Duplicate every row below word for word, leaving out the pictures.
>> Begin Material for this exercise
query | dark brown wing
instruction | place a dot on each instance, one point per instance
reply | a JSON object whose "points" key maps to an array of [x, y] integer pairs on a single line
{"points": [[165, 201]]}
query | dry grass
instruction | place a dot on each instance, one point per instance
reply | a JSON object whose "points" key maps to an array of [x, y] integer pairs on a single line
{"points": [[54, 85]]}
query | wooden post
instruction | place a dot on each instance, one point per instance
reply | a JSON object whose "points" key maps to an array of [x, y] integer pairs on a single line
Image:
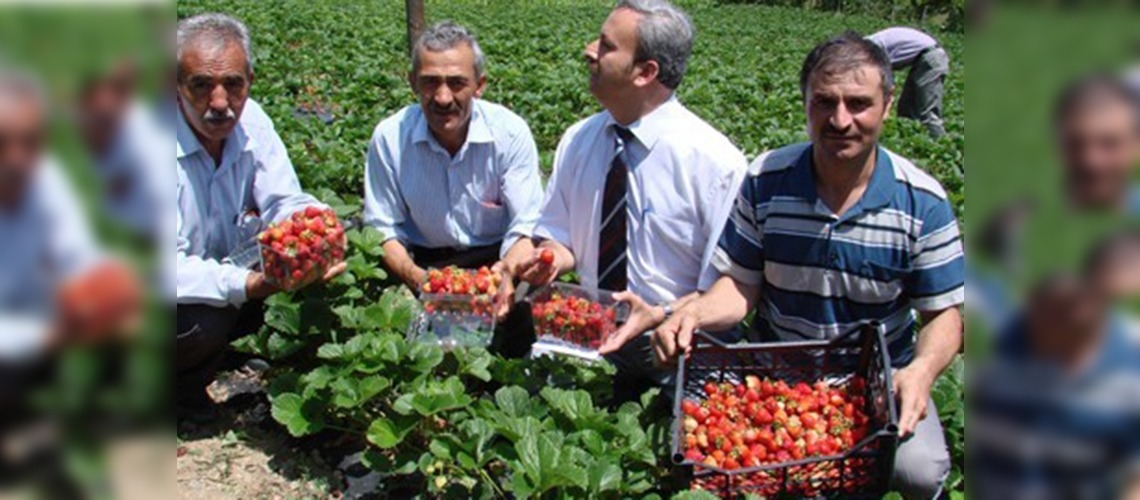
{"points": [[415, 11]]}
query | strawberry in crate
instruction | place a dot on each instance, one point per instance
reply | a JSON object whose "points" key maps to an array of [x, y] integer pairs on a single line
{"points": [[454, 289], [300, 250]]}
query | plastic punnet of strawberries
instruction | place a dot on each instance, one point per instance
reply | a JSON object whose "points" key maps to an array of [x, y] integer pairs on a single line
{"points": [[765, 421], [475, 289], [573, 319], [300, 250]]}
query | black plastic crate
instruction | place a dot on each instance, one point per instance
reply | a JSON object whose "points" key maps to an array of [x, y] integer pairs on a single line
{"points": [[861, 472]]}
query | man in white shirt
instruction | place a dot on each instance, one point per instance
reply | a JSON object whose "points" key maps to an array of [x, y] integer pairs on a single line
{"points": [[921, 98], [453, 180], [230, 164], [641, 190], [49, 248]]}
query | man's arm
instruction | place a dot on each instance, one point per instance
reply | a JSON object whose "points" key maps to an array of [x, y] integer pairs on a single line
{"points": [[276, 189], [521, 186], [938, 342], [937, 287], [722, 308]]}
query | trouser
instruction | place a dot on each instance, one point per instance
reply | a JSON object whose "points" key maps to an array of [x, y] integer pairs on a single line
{"points": [[204, 334], [515, 334], [922, 460], [921, 98]]}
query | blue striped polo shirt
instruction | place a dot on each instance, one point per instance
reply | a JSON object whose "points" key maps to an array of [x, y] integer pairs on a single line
{"points": [[895, 252]]}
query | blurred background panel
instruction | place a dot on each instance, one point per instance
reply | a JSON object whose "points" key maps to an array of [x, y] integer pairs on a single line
{"points": [[80, 414]]}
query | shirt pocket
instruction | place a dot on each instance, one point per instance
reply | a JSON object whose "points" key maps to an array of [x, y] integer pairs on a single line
{"points": [[882, 280], [489, 221]]}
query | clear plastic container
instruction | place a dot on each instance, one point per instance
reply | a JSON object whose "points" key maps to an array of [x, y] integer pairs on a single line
{"points": [[294, 271], [573, 320], [452, 320]]}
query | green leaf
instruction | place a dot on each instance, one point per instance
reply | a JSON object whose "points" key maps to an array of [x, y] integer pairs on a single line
{"points": [[513, 401], [352, 393], [604, 476], [388, 433], [292, 411]]}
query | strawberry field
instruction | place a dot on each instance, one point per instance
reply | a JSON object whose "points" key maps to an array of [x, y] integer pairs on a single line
{"points": [[464, 423]]}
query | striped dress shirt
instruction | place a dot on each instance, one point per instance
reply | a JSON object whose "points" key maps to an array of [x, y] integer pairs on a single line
{"points": [[254, 174], [489, 191], [897, 251]]}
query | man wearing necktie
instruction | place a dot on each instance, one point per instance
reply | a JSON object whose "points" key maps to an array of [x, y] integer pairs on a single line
{"points": [[638, 191]]}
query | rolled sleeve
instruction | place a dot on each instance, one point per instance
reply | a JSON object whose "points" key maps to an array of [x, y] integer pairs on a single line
{"points": [[205, 280], [740, 252], [276, 187], [937, 279], [383, 204], [554, 219], [522, 187], [719, 203]]}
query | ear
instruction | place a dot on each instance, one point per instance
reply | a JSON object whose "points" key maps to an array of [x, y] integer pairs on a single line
{"points": [[646, 72], [481, 85]]}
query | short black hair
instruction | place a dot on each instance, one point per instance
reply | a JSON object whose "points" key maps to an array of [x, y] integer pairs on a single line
{"points": [[1097, 88], [845, 52]]}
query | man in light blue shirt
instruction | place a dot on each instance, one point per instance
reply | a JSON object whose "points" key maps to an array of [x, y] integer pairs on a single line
{"points": [[453, 180], [230, 164]]}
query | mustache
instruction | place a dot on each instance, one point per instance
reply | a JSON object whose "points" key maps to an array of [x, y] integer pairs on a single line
{"points": [[211, 115], [437, 108]]}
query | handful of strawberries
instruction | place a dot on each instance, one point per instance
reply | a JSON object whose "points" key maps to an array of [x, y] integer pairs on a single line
{"points": [[564, 314], [300, 250], [474, 288]]}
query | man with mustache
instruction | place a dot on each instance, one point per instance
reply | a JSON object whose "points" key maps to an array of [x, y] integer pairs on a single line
{"points": [[231, 164], [641, 190], [1097, 123], [832, 232], [56, 285], [454, 180]]}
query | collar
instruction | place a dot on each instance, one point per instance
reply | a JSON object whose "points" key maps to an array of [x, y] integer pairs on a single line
{"points": [[187, 142], [478, 130], [650, 128], [879, 190]]}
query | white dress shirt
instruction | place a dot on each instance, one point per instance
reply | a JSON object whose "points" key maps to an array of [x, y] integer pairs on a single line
{"points": [[49, 242], [255, 174], [489, 191], [683, 179]]}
>> End Material for this exercise
■ Answer to the task ■
query | dark brown wing
instruction | place a dot on each instance, one point per instance
reply | a JSON object whose "points" key maps to an array of [x, y] integer pairs on a single line
{"points": [[165, 201]]}
query | dry grass
instruction | place a dot on each instance, one point per instance
reply | a JSON object whose "points" key maps to an array of [x, y] integer pairs on a single line
{"points": [[54, 85]]}
query | wooden post
instruction | place a dot on each instance, one point per instance
reply | a JSON object whose "points" key maps to an array of [x, y] integer pairs on a single line
Image:
{"points": [[415, 11]]}
query | strawberry in crate
instruction | place a dot on each instance, one point per instance
reply | a JSON object whose "points" key maps to an array of [x, y] integer pairs on a single line
{"points": [[454, 289], [300, 250]]}
query | plastic punnet of strawberries
instruction | place a dot on each instance, one point per instance
reply | a JSON object whose "points" key maps to an array of [x, y] integer pairs on a single line
{"points": [[765, 421], [475, 289], [573, 319], [300, 250]]}
query | black plastic crate
instruction | place a dot on each instance, one point per instance
reply | a JSON object whose "points" key maps to an array of [x, y] integer pairs on a single line
{"points": [[861, 472]]}
query | man in white shirt
instruction | place a dot on each instance, one point per instance
reply | a JSON object whose "points" key maps to an array of [x, y] integer pairs on a single line
{"points": [[921, 98], [453, 180], [230, 164], [641, 190], [49, 248]]}
query | man's arm
instruction | place a dot on each instance, one point per instance
reply | a JSON object whose "points" key maps to an array of [x, y] integer pairs on a single line
{"points": [[276, 189], [521, 186], [938, 342], [937, 287], [722, 308]]}
query | trouser
instruction | place a dot on each instance, one point per instance
reply | a JSON object whose "points" key maps to an array of [x, y] integer pairs on a single line
{"points": [[204, 334], [515, 334], [922, 460], [921, 98]]}
query | blue striped polo shirt
instruction | place a dot on each instance, one point per instance
reply | a JSON object whose "points" key maps to an array of [x, y] integer pairs on a single line
{"points": [[895, 252]]}
query | blurred background panel
instruction | place a dot on each instance, one point per instance
reply | a JSON object whose "points" key maps to an array of [x, y] integer pairs on a single line
{"points": [[80, 414]]}
query | shirt pocket
instruction | place a dot on each instance, one point per instance
reply | a JSON object whose "points" key maps to an array of [x, y] integer pairs on a single line
{"points": [[882, 280], [489, 221]]}
query | clear plastic container
instruction | place a dot on each instance, one point per instance
reply | a JSON object whose "points" key maps to an array of [x, y] integer pairs on a single line
{"points": [[294, 271], [573, 320], [452, 320]]}
query | green leaf
instruction | place a dot on each instance, one point per instance
reply | a JSON object whose "points" key maps to an array of [x, y] integer pairs on a single line
{"points": [[513, 401], [352, 393], [604, 476], [388, 433], [292, 411]]}
query | strawberry field
instruction | place a dot on each instance, one point per instance
reply | a JSON object whose "points" key maps to an array of [x, y] integer pairs on a single line
{"points": [[464, 423]]}
query | striped dress shirt
instruction | place a dot on each instance, one point per instance
reply | a JSON object whose "points" key maps to an array of [x, y] integer pairs on a single line
{"points": [[254, 174], [489, 191], [897, 251]]}
query | man wearing necktie
instruction | place a dot on each instance, one point per instance
reply | a JSON object whose "points" key maps to an array of [x, y] integer pairs on a single line
{"points": [[638, 191]]}
query | rolled sleeve
instruction | place a dot on each instance, one point per instance
reply | a JSON object whose "points" key maps to an array of [x, y] integer pairs on a single line
{"points": [[205, 280], [740, 252], [276, 187], [937, 279], [383, 204], [554, 219], [522, 187], [719, 203]]}
query | ear
instruction | place a dot on each instance, one point per instance
reply | a JSON object whose "points" key maps to an array of [x, y] integer pairs on a single line
{"points": [[646, 72], [481, 85]]}
query | short black hair
instruction | place a dot on each instance, one point per instance
reply | a JSON object whose "points" key maps to an array of [x, y] integer pairs on a single line
{"points": [[1097, 88], [845, 52]]}
query | man in light blue shirt
instruction | place a dot on each instance, one point per instance
reply | a JSON object whose "points" key maps to an array of [x, y] integer pairs on a single line
{"points": [[453, 180], [230, 164]]}
query | mustache
instruction | place a dot on each instance, one point per instance
reply | a JSON object whose "points" key maps to an array of [x, y] integer pairs on a single line
{"points": [[211, 115], [437, 108]]}
query | handful of strawberries
instruction | place a dot on each instance, one point per instance
reply | a JSON object whose "points" key maps to an array of [x, y] integer pairs on a single line
{"points": [[564, 314], [300, 250], [474, 288]]}
query | man with mustache
instruction | place a dot on each instance, one point per instance
reply | a JSON object whose "points" key maps to an array of [x, y] integer pairs on a single line
{"points": [[231, 164], [641, 190], [1097, 123], [832, 232], [56, 285], [454, 180]]}
query | collar
instruction | place a dot on each instance, one point per instance
reply | a JSON object whose "points" key maps to an array of [x, y] integer pairs on a single line
{"points": [[187, 142], [478, 130], [650, 128], [879, 190]]}
query | white dress shirt
instruction | place a dot on each instance, one point per instance
reply | a JSON object whose "points" key maps to an array of [x, y] integer pairs on a single line
{"points": [[49, 242], [255, 174], [489, 191], [683, 179]]}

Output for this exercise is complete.